**** DATA FOR THIS TASK

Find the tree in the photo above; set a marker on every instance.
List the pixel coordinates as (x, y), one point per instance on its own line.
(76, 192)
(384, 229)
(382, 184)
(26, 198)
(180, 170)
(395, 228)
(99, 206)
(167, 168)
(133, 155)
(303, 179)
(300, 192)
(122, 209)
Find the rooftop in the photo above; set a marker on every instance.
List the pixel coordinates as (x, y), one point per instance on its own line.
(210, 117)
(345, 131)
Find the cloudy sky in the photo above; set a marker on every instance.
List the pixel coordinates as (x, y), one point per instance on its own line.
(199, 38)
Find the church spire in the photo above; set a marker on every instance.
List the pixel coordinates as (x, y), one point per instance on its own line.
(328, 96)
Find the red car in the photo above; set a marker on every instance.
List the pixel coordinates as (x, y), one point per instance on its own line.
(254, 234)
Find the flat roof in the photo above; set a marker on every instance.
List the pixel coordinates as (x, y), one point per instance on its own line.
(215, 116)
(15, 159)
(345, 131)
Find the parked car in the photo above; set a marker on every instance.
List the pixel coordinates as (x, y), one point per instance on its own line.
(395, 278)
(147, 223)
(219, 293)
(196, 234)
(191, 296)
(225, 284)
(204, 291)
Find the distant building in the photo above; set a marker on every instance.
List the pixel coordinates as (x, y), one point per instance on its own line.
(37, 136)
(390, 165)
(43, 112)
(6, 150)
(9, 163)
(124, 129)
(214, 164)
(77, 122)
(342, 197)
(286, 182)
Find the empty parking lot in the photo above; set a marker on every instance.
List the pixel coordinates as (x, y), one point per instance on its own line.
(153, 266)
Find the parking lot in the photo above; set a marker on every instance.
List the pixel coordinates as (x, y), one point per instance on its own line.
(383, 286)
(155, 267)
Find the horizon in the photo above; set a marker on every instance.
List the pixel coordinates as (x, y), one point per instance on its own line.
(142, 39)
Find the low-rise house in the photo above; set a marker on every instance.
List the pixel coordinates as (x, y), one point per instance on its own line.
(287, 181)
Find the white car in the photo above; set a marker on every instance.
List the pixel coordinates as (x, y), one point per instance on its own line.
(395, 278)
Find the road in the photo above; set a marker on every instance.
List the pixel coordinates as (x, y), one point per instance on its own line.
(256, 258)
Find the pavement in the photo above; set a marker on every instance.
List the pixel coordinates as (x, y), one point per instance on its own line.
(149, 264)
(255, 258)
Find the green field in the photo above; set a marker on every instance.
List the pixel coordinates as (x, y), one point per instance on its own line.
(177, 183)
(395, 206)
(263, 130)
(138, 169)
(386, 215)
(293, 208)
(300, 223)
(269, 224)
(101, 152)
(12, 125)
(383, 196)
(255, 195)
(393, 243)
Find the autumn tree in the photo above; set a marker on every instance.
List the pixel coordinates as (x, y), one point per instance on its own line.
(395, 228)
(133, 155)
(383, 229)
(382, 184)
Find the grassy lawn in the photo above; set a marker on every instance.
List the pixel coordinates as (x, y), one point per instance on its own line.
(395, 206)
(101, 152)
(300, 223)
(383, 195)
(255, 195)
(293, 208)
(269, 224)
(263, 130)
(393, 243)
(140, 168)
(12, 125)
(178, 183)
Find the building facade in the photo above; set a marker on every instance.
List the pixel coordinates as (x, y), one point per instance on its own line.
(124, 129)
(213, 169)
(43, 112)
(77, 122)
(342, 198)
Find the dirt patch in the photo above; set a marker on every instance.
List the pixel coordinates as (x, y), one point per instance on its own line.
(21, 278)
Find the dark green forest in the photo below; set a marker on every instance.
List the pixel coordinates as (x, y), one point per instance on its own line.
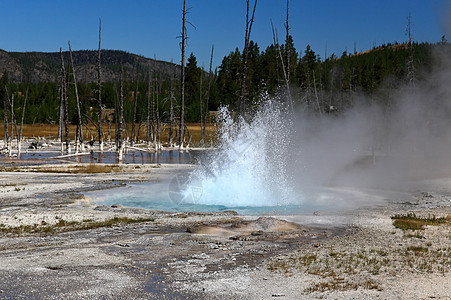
(323, 85)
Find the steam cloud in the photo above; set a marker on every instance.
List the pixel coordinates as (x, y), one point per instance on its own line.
(410, 137)
(309, 160)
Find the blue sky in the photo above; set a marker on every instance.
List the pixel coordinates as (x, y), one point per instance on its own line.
(151, 27)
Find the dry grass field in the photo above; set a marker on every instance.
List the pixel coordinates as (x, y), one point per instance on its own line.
(50, 131)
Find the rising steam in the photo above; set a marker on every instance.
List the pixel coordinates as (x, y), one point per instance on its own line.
(279, 158)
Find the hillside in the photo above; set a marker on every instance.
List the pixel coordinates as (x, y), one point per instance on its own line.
(45, 67)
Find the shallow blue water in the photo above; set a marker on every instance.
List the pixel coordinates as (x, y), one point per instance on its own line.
(158, 196)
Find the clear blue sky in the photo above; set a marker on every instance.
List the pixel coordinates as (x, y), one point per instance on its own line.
(151, 27)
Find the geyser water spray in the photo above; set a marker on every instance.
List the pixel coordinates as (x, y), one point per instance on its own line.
(250, 167)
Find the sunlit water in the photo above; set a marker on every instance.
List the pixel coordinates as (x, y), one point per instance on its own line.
(247, 174)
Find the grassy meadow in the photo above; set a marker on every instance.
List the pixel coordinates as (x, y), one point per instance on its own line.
(50, 131)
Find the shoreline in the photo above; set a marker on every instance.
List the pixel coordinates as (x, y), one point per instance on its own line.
(186, 255)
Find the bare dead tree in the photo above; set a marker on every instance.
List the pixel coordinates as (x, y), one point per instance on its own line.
(287, 50)
(410, 61)
(201, 109)
(210, 77)
(99, 86)
(5, 118)
(79, 130)
(182, 88)
(276, 52)
(157, 108)
(11, 105)
(135, 102)
(120, 139)
(19, 140)
(149, 124)
(249, 23)
(290, 101)
(171, 108)
(65, 105)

********

GOAL →
Write out every item above word for word, leaving the pictures out.

RESPONSE →
Find the tree in the photo above; set a marker on every instance.
List the pixel coordinates as (x, y), one point per instance on its own line.
(76, 192)
(384, 229)
(382, 184)
(26, 198)
(180, 170)
(395, 228)
(99, 206)
(167, 168)
(133, 155)
(303, 179)
(300, 192)
(122, 209)
Find the rooftop in the photo above; set a marker on every instance.
List the pixel coordinates as (x, y), one point per instance on its own line.
(210, 117)
(345, 131)
Find the cloudy sky in the photo above; set a marker on every instance.
List the pixel coordinates as (x, y), one point per instance on its own line.
(199, 38)
Find the church spire in the photo above; set a marker on every instance.
List the pixel coordinates as (x, y), one point per instance on its own line.
(328, 96)
Find the red car in the photo above; set a marker on every instance.
List the pixel coordinates as (x, y), one point per instance on its own line.
(254, 234)
Find the flat roof in the photo above; set a marker on every instance.
List the pixel coordinates as (x, y), one point per instance on its own line.
(215, 116)
(15, 159)
(345, 131)
Find the parked car in the photo above; set a marker on every instance.
List the pixel coordinates as (x, y), one point per instance on its own line.
(395, 278)
(147, 223)
(219, 293)
(196, 234)
(191, 296)
(225, 284)
(204, 291)
Find the distant building in the photo above; set a marker on every instance.
List the pixel coordinates as (x, y), one point per instance on its own line.
(37, 136)
(390, 165)
(43, 112)
(6, 150)
(9, 163)
(124, 129)
(214, 164)
(77, 122)
(342, 197)
(286, 182)
Find the empty parking lot in the photo above; set a marker on every instance.
List the pixel coordinates as (x, y), one point per instance on its own line.
(153, 266)
Find the parking lot in the photo above; set a marker on every instance.
List the pixel coordinates as (x, y), one point per instance on its own line.
(383, 286)
(155, 267)
Find the horizon in the photo above; set a marker on every instance.
List the pixel coordinates as (x, y), one point per instance on its own line.
(142, 39)
Find the low-rise house in the photo above; set a marker on every instance.
List the pixel coordinates as (x, y), one point per instance on its own line.
(287, 181)
Find the white car in the photo above; set a marker on every instance.
List the pixel coordinates as (x, y), one point per instance on its own line.
(395, 278)
Find the road in the photo above; set a marker on every instance.
List the pixel coordinates as (x, y), one point per instance on its own line.
(256, 258)
Find the pavement in the photo above; set a marker on every instance.
List the pixel coordinates as (x, y), one point per instance on its own line.
(149, 264)
(255, 258)
Find the green field in the photo above; set a marker on every instance.
List the pixel coordinates as (x, y), one point per instance on its own line.
(177, 183)
(395, 206)
(263, 130)
(138, 169)
(386, 215)
(293, 208)
(300, 223)
(269, 224)
(101, 152)
(12, 125)
(383, 196)
(255, 195)
(393, 243)
Find the autumn tree in the photo above; set a marker on every instance.
List the pixel coordinates as (x, y), one point per instance on its own line.
(395, 228)
(133, 155)
(383, 229)
(382, 184)
Find the grassy lawn in the photo above; set a marker on every instance.
List the pixel coordinates as (x, y), one point per instance on its own line.
(395, 206)
(101, 152)
(300, 223)
(383, 195)
(255, 195)
(293, 208)
(269, 224)
(263, 130)
(393, 243)
(140, 168)
(12, 125)
(178, 183)
Find the building facade in the photo above; set a marker on every instance.
List the pixel coordinates as (x, y), one point per instance on its own line.
(124, 129)
(213, 169)
(43, 112)
(77, 122)
(342, 198)
Find the dirt patch in the photo above; set a marker on every instance.
List the pixel coordinates as (x, y), one point per instance on its own line.
(21, 278)
Find the dark green forest in the photo below; set a marker on every instance.
List the pixel coordinates as (x, y), one point per instance on its own line.
(323, 85)
Find the steam cloud in the photo above; set a marker on every instance.
List the pixel coordinates as (x, y), one point per instance on its own line.
(410, 137)
(309, 160)
Find the blue sky in the photo above; set a marker on every instance.
List the pixel coordinates as (x, y), one point per instance on its own line.
(151, 27)
Find the dry grass field in the photo above; set a marker on every instance.
List the pixel coordinates as (x, y), one point per instance on its own line.
(50, 131)
Find the rising steam in the photo above; set a marker on every instance.
List the pixel coordinates as (x, y), one point per instance on its own line.
(279, 158)
Find the hillside in the photo above; set a marker on every instance.
List the pixel coordinates as (x, y), one point per instance on its own line.
(45, 67)
Find the shallow blue water in the photo above; set a marker on every instance.
List the pixel coordinates as (x, y), one point per instance on its own line.
(158, 196)
Find the clear blue sky in the photo above; set a marker on every instance.
List the pixel coordinates as (x, y), one point per instance on its own line.
(151, 27)
Find the geyser water spray in the photo above; set a marker on every instance.
List the pixel coordinates as (x, y), one point per instance on its own line.
(250, 167)
Find the sunlit water in the photo above; set a marker on every instance.
List the pixel coordinates as (x, y), one point per instance on its own line.
(247, 174)
Find the grassy meadow in the photo above; set a marker on every instance.
List the pixel coordinates as (x, y), one point per instance on its own line.
(50, 131)
Find the shoreline in the photo above; set a marker on every instance.
List the pixel coordinates as (x, y), one point per instance on its own line.
(186, 255)
Find the bare dead tree in the photo above; set a marker on every instance.
List the pixel coordinates as (x, y), one point per instance on its own line.
(287, 50)
(410, 61)
(201, 109)
(210, 77)
(99, 86)
(5, 118)
(79, 130)
(182, 88)
(276, 52)
(157, 108)
(11, 105)
(135, 102)
(120, 139)
(19, 140)
(149, 124)
(249, 23)
(290, 101)
(171, 108)
(65, 105)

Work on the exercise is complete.